WRITTEN PROBLEM:
Determine how many lines of the material below contain the string "object". Reply with that number alone.

DATASET RECORDS:
----

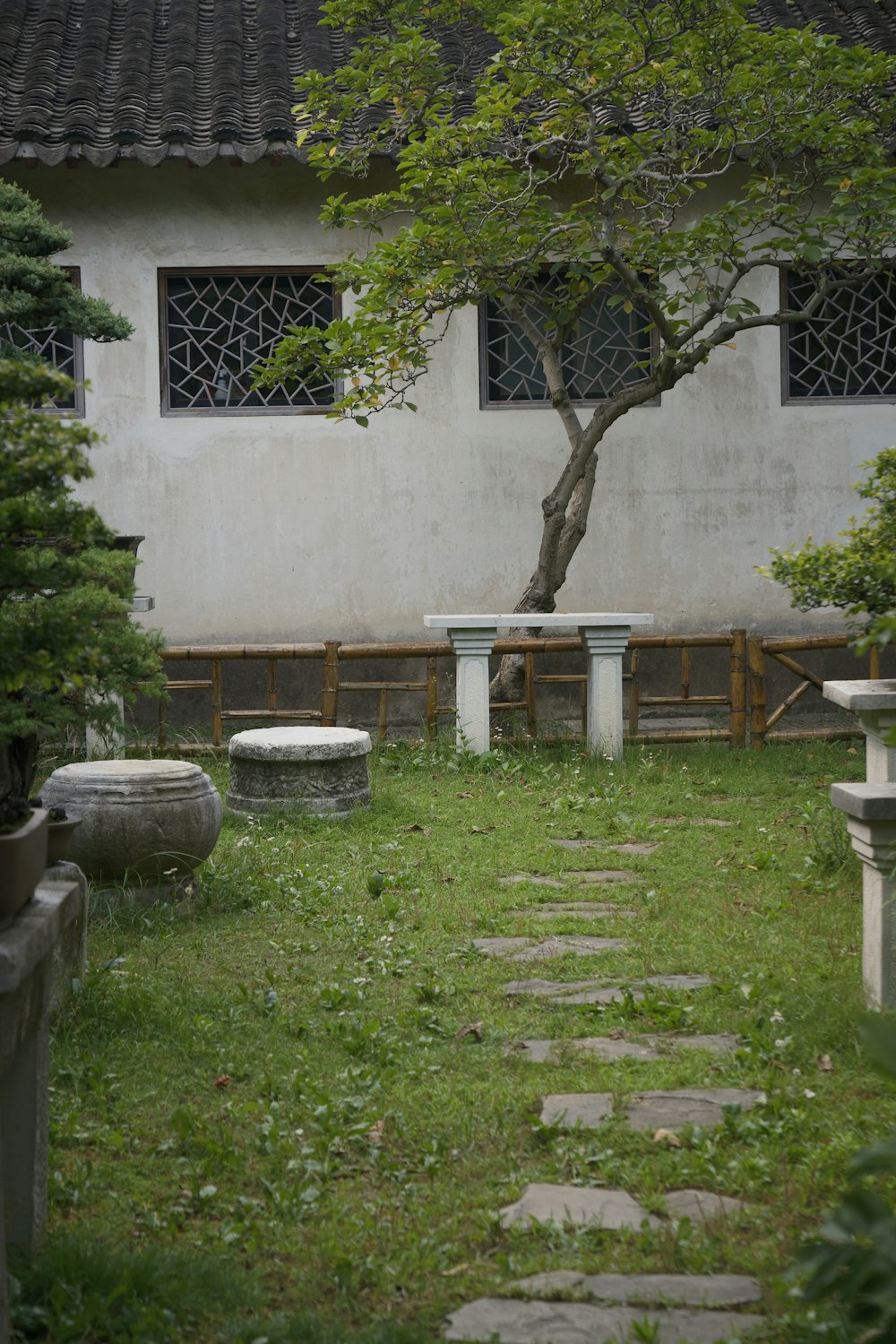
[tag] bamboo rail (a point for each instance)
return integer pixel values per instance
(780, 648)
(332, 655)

----

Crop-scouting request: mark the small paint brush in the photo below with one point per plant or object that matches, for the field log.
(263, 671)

----

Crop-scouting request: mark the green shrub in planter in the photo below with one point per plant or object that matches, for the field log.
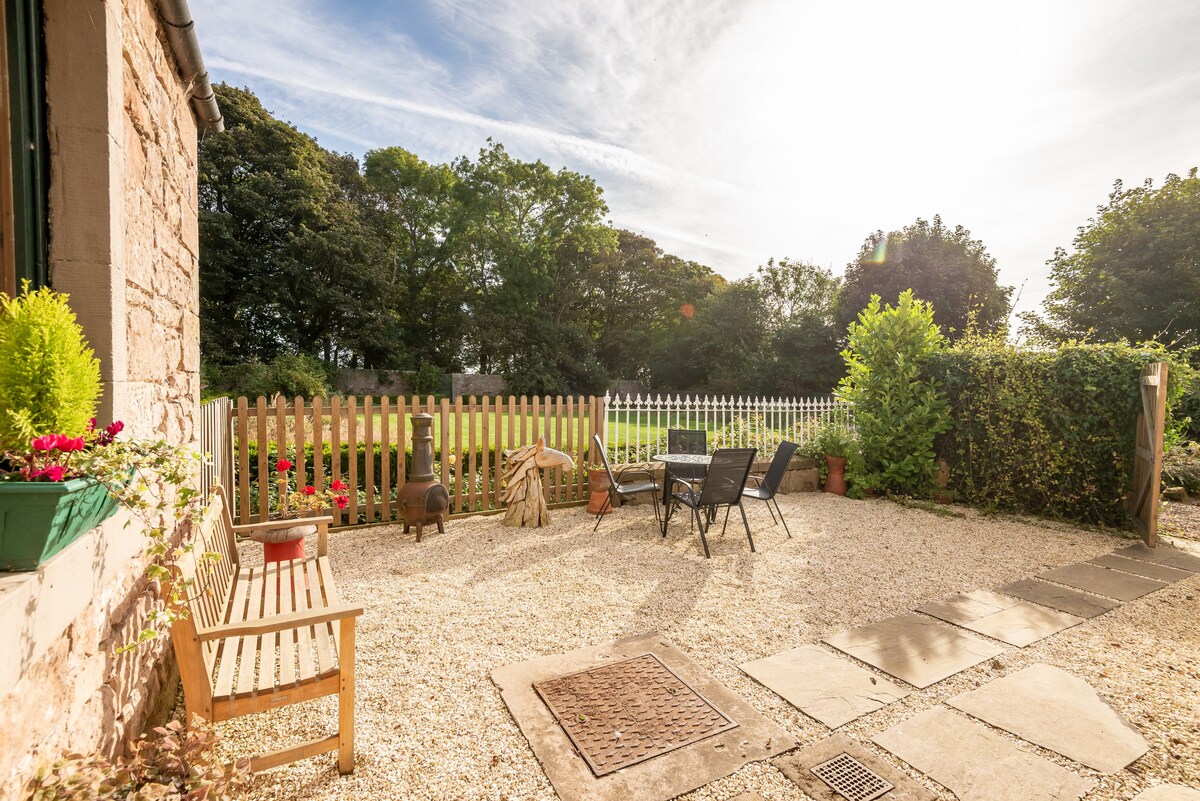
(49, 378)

----

REPLY TO THE EXERCISE:
2